What you need to do: Exactly as they appear, output all of the entries.

[Items listed in a dataset]
Start of Block

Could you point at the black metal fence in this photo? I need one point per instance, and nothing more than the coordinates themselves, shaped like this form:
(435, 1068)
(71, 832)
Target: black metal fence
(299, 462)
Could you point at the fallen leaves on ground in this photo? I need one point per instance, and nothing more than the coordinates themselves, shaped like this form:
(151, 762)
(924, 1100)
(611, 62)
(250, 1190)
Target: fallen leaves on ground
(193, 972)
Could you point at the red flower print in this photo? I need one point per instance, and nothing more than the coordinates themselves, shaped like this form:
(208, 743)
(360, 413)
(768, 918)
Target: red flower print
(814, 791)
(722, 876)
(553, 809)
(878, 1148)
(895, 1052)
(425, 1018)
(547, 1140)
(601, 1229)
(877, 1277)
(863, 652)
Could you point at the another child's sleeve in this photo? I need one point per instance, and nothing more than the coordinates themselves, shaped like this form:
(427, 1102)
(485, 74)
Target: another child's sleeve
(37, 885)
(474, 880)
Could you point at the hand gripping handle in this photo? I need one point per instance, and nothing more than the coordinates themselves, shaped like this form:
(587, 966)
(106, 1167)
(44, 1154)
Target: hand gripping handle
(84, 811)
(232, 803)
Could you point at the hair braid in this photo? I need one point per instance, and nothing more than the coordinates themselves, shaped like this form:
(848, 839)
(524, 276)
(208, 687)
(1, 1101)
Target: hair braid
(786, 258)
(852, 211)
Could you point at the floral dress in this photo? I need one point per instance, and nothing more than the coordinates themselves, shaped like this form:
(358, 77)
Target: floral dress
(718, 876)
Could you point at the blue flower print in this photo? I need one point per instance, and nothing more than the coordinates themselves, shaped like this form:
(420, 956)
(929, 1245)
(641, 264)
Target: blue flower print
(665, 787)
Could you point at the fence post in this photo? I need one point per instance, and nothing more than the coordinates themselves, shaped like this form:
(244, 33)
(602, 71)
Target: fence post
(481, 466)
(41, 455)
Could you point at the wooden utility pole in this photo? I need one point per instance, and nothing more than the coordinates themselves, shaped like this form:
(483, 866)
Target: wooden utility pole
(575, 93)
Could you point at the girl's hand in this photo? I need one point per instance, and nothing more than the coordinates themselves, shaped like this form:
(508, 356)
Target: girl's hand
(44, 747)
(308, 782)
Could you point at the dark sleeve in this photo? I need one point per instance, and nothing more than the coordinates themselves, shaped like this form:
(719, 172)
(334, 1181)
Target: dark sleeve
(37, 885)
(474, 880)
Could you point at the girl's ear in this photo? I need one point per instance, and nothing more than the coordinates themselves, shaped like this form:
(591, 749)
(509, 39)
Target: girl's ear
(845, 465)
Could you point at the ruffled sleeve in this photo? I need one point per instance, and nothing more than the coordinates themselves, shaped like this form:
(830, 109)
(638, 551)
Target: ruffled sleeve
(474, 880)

End of Block

Output for this task:
Could you point at the black metal fence in this photo? I need one point per instance, and nothing more than the coordinates themselves, shaped like this form:
(435, 1068)
(71, 832)
Target: black metal fence
(299, 462)
Could you point at the fallen leaves on ground in this photo? I need one point per instance, and nothing more than the coordinates themselves, shaped like this form:
(151, 762)
(924, 1100)
(611, 62)
(250, 1190)
Target: fallen leaves on ground
(193, 972)
Could you point at the red flower print in this photo? I need one point per instance, and nothing more than the coordinates themselves, shaped like this form:
(208, 743)
(360, 413)
(768, 918)
Target: red flower print
(814, 791)
(722, 876)
(553, 809)
(878, 1148)
(895, 1052)
(425, 1018)
(547, 1140)
(601, 1229)
(877, 1277)
(863, 652)
Could you point at the another child's sleeve in this photo? I need one point per instance, and nothing more than the coordinates themselves, shaped like this form:
(427, 1102)
(485, 74)
Target: another child's sleeve
(37, 885)
(474, 880)
Could you point at the hand gripping handle in this photo? I need one point per instance, and nothing more than the coordinates themselves, shaped like this form:
(587, 966)
(106, 1167)
(44, 1154)
Target: hand gripping handle
(84, 811)
(232, 803)
Could you point at the hair braid in this photo? I need one point per instance, and nothing more than the coordinates themselves, shaped like this form:
(848, 839)
(524, 276)
(208, 687)
(1, 1101)
Target: hair braid
(786, 258)
(852, 211)
Could you point at the floral dress in this photo? I need one point per instance, and nothing more than the coordinates themselves, shaped like this form:
(358, 77)
Target: floral dress
(718, 876)
Could you point at the blue flower print in this photo? I need one point per instance, and nothing more than the coordinates themselves, shaped like this form:
(420, 956)
(929, 1245)
(641, 264)
Target: blue flower print
(665, 787)
Could you point at the fence post in this photo? I need one point per instance, and nothing more than the coordinates themselves, shaped like this form:
(244, 33)
(602, 71)
Target: fence post
(481, 466)
(41, 455)
Could you point at the wooden utility pole in this photo? I need one point per instance, and nothing more than the coordinates themselves, shaped like this form:
(483, 866)
Target: wooden utility pole
(575, 93)
Could you point at the girl's hand in this photo? I need one point per instance, and nothing more than the coordinates themselves, shaped like this form:
(508, 356)
Target: girl's hand
(44, 747)
(308, 782)
Could you point at the dark sleeve in this photo? I need one point per instance, and nothing more than the coordinates themselves, shaped like this form:
(719, 172)
(334, 1181)
Target: dark sleeve
(37, 885)
(474, 880)
Could you point at the girl's ear in this photo? I need one point per instance, and nothing more than the coordinates themselves, shaped like this form:
(591, 749)
(509, 39)
Target: girl's ear
(845, 465)
Could you point at the ruffled sleeve in this photo? I need one point per instance, and nothing more than the coordinates themselves, shaped like this form:
(830, 109)
(638, 551)
Target: ruffled sleeve
(474, 880)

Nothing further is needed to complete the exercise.